■ **What to work on**
Out of the listing below, copy every line that carries the string "sample".

^^^^^^^^

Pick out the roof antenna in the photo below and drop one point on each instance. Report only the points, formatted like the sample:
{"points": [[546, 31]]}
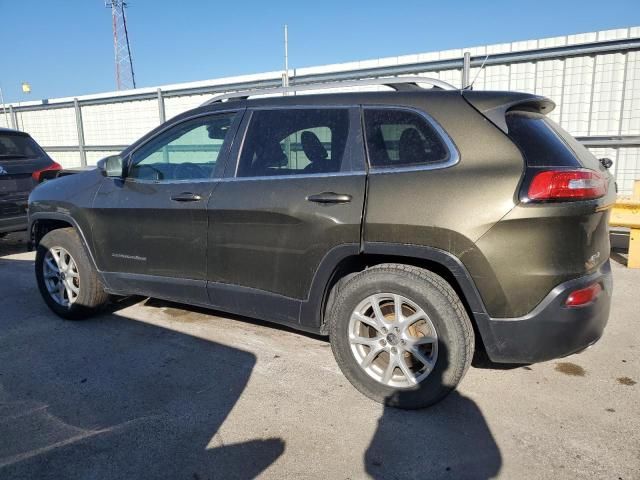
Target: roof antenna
{"points": [[470, 87]]}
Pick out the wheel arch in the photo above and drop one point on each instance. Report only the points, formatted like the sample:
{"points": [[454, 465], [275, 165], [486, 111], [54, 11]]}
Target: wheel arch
{"points": [[42, 223], [433, 259]]}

^^^^^^^^

■ **Exercise solution**
Pick out the roof antenna in the photo below and drop one point on each instance. Report only the points, formatted like the sample:
Pick out the wheel arch in the photo above and drop one point on each instance. Report only the points, formatted like the sample:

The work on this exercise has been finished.